WRITTEN TASK: Which lines in the data below contain the string "panel"? Pick out each such line and copy it in full; case counts.

INPUT FOR THIS TASK:
○ ○ ○

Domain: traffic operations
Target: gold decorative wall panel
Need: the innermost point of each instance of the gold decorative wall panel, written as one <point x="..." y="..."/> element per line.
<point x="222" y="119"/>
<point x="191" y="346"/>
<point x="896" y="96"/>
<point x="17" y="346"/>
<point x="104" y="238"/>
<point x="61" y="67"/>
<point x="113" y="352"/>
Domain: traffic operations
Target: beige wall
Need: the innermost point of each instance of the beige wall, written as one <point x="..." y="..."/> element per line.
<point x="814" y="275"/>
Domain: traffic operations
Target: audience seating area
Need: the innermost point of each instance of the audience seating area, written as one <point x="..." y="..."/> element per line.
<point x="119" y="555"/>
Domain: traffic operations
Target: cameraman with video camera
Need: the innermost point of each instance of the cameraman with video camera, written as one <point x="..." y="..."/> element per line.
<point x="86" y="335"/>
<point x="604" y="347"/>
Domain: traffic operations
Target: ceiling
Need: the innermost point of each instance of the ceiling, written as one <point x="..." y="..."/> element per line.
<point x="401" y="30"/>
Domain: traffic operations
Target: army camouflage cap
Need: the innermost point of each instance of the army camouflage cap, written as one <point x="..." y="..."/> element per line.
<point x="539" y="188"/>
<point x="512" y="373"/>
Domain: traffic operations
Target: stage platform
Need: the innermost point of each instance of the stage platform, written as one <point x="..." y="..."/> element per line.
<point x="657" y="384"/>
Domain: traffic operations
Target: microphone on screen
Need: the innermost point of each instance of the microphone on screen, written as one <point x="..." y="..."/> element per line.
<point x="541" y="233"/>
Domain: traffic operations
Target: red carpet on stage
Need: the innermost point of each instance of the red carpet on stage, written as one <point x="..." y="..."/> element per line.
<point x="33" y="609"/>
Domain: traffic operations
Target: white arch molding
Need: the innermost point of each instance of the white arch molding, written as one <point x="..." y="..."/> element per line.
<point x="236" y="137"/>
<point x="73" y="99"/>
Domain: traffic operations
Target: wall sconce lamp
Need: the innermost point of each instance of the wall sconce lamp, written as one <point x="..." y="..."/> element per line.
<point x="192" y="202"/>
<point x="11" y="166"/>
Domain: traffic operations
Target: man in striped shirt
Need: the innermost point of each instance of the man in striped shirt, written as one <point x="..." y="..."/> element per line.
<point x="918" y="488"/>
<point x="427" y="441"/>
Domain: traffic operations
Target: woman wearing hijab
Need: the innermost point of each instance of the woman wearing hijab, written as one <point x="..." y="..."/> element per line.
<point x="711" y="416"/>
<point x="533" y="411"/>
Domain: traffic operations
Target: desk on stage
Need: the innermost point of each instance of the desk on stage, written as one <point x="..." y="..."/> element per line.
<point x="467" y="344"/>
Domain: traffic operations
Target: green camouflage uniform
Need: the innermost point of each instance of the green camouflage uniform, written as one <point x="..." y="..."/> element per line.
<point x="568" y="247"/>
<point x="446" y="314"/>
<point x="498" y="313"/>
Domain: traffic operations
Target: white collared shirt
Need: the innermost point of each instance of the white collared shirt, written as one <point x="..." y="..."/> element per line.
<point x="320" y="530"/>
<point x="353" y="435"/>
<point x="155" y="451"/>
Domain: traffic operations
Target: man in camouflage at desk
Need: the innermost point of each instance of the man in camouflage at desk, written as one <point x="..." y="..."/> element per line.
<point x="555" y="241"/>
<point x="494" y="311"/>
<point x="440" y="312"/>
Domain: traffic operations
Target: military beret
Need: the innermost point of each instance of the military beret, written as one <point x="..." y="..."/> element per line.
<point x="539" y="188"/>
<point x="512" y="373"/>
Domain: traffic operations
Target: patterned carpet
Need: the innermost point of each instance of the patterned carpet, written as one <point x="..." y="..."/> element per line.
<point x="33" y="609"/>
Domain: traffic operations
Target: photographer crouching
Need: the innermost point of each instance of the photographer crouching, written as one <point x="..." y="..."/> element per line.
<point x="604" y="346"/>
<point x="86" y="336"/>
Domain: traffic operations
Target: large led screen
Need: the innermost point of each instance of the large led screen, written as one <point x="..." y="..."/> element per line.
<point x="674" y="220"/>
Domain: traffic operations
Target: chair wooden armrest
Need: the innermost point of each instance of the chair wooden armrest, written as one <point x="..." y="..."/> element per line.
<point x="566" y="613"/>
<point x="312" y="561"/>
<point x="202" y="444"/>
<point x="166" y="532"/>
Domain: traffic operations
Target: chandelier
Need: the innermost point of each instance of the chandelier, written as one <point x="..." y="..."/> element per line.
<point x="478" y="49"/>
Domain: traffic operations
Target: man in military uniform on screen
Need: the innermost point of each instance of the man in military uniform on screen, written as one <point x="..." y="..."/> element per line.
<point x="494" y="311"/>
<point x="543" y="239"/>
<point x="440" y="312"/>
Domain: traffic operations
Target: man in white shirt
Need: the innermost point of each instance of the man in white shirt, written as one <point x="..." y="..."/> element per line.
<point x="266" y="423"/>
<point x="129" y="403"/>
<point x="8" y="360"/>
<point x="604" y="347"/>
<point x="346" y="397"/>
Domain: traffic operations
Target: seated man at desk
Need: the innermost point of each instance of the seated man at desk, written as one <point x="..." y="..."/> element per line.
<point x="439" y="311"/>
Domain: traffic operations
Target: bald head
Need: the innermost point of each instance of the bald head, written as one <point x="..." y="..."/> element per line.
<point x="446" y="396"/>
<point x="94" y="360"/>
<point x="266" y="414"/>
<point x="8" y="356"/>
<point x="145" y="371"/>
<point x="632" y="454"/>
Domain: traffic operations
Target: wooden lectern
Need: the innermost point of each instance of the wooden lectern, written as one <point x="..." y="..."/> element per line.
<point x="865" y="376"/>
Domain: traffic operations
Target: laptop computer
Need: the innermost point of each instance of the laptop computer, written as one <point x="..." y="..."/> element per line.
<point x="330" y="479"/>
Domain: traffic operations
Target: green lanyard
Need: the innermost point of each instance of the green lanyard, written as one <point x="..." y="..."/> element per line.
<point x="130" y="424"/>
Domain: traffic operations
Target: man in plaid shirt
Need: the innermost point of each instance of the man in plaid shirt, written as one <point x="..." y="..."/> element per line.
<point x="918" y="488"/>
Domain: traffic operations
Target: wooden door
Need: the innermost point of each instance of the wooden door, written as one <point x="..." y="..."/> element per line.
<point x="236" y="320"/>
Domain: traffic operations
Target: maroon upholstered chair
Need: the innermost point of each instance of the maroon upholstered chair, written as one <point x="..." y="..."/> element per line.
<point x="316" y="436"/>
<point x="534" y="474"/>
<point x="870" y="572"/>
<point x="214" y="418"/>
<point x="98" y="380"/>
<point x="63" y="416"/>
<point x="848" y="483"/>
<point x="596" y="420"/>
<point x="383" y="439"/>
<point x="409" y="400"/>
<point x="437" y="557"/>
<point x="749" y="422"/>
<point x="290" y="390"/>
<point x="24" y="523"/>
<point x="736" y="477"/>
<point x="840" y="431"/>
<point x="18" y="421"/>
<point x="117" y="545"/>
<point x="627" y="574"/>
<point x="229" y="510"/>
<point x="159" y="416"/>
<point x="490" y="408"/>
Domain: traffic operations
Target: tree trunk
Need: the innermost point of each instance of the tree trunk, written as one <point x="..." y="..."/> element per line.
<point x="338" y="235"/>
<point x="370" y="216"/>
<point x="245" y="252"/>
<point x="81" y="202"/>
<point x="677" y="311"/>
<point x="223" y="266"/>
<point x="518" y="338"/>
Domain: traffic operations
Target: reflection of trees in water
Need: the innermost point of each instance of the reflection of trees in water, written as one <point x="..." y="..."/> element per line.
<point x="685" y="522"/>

○ ○ ○

SOLUTION TO THE EXERCISE:
Target: gold decorative wall panel
Need: the innermost point of each instance of the gold decorative wall panel, written as one <point x="..." y="..."/> element per line.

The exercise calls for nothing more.